[Phrase grounding data]
========================
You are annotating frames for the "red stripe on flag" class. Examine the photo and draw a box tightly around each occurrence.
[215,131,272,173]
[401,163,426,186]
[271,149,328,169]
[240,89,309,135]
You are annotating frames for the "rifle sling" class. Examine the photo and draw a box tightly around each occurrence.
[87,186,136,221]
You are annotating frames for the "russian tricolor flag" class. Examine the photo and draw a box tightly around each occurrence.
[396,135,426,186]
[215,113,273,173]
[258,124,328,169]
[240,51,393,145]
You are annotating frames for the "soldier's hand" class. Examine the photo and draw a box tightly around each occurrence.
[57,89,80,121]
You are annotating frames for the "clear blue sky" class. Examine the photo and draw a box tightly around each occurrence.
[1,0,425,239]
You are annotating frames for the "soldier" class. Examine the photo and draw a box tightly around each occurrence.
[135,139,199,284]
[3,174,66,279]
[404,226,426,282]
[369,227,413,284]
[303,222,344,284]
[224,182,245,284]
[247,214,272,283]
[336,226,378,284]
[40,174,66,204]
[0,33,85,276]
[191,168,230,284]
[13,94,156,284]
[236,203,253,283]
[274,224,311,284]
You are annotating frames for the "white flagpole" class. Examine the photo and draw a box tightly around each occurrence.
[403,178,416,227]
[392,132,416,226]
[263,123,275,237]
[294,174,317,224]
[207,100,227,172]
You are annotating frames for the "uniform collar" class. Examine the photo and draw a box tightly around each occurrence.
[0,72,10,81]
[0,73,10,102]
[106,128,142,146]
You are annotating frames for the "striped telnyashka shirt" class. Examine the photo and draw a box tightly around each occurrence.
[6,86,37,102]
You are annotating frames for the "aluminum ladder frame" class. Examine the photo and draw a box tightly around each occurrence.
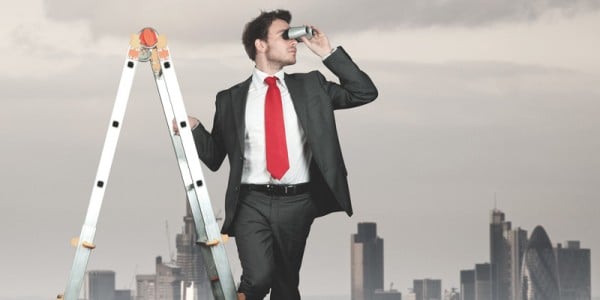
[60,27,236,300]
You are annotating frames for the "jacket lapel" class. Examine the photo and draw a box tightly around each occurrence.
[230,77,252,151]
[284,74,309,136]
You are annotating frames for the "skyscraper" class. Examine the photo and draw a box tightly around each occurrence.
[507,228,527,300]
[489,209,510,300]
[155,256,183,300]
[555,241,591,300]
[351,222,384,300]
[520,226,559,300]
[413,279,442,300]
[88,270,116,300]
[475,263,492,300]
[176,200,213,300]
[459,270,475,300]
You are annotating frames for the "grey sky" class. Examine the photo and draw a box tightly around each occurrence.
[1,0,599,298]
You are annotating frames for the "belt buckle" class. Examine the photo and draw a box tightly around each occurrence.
========================
> **Exercise directions**
Reproduce every record above exactly, omitting the pictures.

> **Solution**
You are annotating frames for the "red stripe on flag" class. Examine the photo and draw a box tightly around each occurrence.
[215,131,272,173]
[401,163,426,186]
[271,149,328,169]
[240,89,309,135]
You are annotating frames for the "rifle sling" class. Examine the photo and draw a box tightly around each occurrence.
[87,186,136,221]
You are annotating frames for the "russian tricolor flag" class. Examine the photo and draw a box tightly around each occurrence.
[396,135,426,186]
[215,113,273,173]
[258,124,328,169]
[240,51,393,145]
You are annotating frames for the "soldier's hand" class. Examine the photo and draw a box tightly around each occurrence.
[57,89,80,121]
You are annotating frames for the "clear blue sky" class. Examine the photo and draw a box tightly around each occurrence.
[1,0,425,239]
You are annotating frames for the "soldier" class. Examine the photo and draw a box tightly around each occurrence.
[135,139,199,284]
[3,174,66,279]
[404,226,426,282]
[369,227,413,284]
[303,222,344,284]
[224,182,245,284]
[247,214,272,283]
[336,226,378,284]
[40,174,66,204]
[0,33,85,276]
[191,168,230,284]
[13,94,156,284]
[236,203,253,283]
[274,224,311,284]
You are annotating frames for the "white flagpole" class. Examine the photo and draw a box tightly around each occurrence.
[403,178,416,227]
[392,132,416,226]
[263,123,275,237]
[294,174,317,224]
[207,100,227,172]
You are annotating frames for the "uniform collar" class. Examine the photo and draw a box tightly around each occurrence.
[0,72,10,81]
[0,73,10,102]
[106,128,142,146]
You are annotating frames for the "striped telnyashka shirt" class. Examine the photo and draw a box tightly around each occurrence.
[6,86,37,102]
You are annotating frames for the "aluminum ladder frame" class. Examine the photo and draw a box tightly around each occurrence.
[60,27,236,300]
You are annotating frames for the "jacket lapel" class. Examine the photo and draw a box tightly around each occurrence.
[230,77,252,151]
[284,74,309,136]
You are annotating frames for the "skyscraper" class. Examine the photo and draw a box tightly around each occurrence.
[507,228,527,300]
[489,209,510,300]
[155,256,183,300]
[555,241,591,300]
[351,222,384,300]
[520,226,559,300]
[413,279,442,300]
[88,270,116,300]
[475,263,492,300]
[176,200,213,300]
[459,270,475,300]
You are annotating frames for the "grey sky" class. Examine the photo and draw a box tightly around each occurrence.
[1,0,599,298]
You are annotating frames for the "belt buckle" class. Examine the photo and draw a box tightly around each occurrence.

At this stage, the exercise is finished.